Description of the task >> Repeat word for word the rows below, starting at the line that has "Return one point per instance of the gravel" and going through the last row.

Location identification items
======
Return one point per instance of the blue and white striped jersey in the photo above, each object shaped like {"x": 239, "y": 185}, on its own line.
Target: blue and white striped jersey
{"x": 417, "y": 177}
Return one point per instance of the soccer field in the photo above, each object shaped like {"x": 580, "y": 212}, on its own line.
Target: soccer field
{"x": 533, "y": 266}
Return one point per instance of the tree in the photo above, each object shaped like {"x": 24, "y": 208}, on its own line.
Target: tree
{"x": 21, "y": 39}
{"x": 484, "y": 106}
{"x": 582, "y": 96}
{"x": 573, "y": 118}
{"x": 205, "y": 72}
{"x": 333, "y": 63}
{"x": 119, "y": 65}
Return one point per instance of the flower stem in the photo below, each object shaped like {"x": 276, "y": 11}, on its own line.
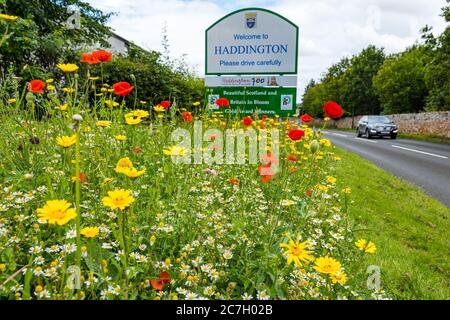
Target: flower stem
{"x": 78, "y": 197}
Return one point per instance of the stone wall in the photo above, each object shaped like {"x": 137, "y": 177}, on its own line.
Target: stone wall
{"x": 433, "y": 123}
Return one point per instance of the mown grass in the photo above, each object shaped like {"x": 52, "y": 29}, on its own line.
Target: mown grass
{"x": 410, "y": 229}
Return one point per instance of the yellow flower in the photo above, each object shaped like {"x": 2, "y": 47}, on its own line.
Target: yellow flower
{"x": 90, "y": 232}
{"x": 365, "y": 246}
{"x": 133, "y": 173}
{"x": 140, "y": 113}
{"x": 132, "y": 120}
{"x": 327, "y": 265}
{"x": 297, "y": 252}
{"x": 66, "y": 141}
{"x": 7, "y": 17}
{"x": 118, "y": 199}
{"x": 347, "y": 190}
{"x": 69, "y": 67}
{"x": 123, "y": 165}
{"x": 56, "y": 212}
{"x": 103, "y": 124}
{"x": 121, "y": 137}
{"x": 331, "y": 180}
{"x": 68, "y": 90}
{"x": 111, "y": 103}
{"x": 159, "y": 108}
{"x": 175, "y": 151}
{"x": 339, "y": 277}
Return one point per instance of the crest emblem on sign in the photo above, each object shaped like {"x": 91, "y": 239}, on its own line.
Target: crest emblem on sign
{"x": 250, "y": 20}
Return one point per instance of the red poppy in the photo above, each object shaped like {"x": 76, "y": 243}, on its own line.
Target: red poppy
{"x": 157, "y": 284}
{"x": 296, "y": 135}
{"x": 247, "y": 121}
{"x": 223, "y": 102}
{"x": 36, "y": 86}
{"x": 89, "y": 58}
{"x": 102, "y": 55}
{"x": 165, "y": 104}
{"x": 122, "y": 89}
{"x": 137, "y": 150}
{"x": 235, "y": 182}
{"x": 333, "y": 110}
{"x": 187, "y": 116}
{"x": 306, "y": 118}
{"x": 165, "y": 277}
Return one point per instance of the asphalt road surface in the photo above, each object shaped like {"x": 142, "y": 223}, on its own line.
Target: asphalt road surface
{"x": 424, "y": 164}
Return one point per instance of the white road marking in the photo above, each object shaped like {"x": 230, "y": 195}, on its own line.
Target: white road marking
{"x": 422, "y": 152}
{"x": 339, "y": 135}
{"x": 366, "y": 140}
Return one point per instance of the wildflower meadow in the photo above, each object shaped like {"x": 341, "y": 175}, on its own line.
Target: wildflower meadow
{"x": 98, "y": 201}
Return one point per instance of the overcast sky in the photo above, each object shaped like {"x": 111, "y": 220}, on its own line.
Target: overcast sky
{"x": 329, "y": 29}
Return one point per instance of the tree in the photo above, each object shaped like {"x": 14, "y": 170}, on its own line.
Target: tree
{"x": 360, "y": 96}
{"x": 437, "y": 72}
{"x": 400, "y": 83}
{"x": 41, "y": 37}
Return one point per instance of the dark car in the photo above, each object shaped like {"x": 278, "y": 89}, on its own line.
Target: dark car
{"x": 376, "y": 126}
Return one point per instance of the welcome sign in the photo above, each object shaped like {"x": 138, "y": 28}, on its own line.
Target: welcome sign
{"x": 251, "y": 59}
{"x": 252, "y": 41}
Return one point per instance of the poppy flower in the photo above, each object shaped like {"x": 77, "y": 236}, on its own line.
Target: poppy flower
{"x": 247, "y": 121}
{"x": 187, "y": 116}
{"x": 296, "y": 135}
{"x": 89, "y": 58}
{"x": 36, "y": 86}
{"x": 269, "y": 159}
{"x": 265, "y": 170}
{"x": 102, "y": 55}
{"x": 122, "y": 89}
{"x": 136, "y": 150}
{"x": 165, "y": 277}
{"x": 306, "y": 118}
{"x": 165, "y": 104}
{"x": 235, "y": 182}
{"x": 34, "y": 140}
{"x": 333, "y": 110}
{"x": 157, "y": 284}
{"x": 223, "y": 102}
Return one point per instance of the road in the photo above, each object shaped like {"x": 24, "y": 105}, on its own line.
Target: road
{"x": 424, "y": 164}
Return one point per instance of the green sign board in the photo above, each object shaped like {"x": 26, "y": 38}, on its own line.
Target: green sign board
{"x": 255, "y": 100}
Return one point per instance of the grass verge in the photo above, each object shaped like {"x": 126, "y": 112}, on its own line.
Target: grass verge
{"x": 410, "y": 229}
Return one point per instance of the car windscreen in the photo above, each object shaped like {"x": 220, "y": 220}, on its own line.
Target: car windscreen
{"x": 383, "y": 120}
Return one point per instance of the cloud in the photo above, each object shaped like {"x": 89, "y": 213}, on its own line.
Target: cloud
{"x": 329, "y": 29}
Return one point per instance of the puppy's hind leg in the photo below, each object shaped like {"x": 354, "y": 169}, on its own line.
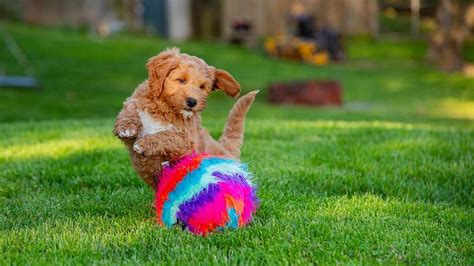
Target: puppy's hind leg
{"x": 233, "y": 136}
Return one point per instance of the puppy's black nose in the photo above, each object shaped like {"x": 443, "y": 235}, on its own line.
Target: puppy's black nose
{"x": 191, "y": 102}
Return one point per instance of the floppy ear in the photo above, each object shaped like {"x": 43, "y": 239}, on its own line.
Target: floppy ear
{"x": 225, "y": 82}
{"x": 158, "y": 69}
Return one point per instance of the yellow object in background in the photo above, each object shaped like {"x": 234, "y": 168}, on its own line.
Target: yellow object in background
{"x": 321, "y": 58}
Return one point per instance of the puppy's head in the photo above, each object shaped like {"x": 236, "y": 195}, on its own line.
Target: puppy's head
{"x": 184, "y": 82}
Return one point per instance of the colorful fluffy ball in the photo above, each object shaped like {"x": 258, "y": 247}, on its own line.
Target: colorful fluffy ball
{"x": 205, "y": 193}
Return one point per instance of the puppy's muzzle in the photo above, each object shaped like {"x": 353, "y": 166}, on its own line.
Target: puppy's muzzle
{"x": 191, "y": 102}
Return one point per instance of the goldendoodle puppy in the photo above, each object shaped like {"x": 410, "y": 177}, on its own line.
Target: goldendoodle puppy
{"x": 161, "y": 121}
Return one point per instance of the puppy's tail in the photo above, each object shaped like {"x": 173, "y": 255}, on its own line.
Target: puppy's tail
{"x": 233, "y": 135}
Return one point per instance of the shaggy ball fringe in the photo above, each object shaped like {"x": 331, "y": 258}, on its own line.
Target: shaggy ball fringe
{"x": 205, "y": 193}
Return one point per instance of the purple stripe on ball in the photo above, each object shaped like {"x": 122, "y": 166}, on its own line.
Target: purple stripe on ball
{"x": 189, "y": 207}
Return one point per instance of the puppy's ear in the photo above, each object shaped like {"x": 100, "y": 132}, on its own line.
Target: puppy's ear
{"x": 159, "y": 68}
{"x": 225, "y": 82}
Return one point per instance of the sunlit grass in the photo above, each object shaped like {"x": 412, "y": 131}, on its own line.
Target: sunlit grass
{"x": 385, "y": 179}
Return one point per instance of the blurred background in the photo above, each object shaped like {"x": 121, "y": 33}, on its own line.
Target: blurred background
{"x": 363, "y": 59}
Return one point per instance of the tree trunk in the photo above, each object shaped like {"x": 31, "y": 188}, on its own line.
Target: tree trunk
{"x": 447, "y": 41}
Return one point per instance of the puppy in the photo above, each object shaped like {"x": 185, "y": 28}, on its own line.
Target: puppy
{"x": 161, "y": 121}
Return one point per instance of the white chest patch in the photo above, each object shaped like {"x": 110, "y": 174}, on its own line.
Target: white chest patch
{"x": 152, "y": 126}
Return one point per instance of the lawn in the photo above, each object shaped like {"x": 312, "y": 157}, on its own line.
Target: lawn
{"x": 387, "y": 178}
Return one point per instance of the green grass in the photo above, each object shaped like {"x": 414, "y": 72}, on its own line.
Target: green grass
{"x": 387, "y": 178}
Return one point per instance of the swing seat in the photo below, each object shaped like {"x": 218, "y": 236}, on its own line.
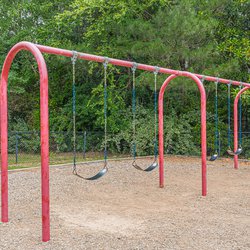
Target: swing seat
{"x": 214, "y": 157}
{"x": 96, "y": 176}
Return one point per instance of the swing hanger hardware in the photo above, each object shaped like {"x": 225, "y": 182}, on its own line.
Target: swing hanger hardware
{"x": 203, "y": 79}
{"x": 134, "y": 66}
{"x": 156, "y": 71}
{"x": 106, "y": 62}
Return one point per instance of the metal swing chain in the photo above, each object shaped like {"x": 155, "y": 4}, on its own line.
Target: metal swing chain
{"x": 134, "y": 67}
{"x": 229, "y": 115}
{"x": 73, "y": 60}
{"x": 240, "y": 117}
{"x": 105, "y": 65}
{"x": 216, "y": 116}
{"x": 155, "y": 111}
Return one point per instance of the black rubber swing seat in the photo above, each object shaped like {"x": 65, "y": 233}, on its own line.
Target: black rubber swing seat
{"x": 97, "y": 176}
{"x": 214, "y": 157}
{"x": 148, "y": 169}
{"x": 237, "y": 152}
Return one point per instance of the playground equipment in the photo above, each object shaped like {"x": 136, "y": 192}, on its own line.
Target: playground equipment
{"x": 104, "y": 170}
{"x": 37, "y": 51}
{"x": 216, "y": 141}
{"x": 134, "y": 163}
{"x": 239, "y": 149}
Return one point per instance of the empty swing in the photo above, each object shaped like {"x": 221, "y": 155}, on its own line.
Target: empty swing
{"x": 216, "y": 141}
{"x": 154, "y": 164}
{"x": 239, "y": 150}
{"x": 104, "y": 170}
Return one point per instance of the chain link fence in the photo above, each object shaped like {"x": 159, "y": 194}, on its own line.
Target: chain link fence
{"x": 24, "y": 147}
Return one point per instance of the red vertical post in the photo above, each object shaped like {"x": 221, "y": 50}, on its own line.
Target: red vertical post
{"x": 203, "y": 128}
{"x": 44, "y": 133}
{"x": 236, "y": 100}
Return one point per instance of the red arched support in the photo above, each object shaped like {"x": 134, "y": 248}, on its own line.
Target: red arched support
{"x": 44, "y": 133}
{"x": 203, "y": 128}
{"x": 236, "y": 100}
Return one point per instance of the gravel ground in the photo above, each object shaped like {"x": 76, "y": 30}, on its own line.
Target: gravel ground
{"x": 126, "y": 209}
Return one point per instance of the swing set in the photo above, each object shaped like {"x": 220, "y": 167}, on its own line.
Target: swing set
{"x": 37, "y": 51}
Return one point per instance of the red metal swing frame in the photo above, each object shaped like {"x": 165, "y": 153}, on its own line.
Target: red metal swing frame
======
Expected answer >>
Return one point per instance of the gravel ground in the photo above, each object shaped like {"x": 76, "y": 30}, on its own line.
Target: gravel ground
{"x": 126, "y": 209}
Return one point per instance of the swing set in the photo above, each object shaped like {"x": 220, "y": 167}, on its own line.
Target: swing set
{"x": 37, "y": 51}
Return one point per instance of the red metal swing frame in the photo above, each object shaped like {"x": 165, "y": 153}, on its own line.
Target: red metal swing frame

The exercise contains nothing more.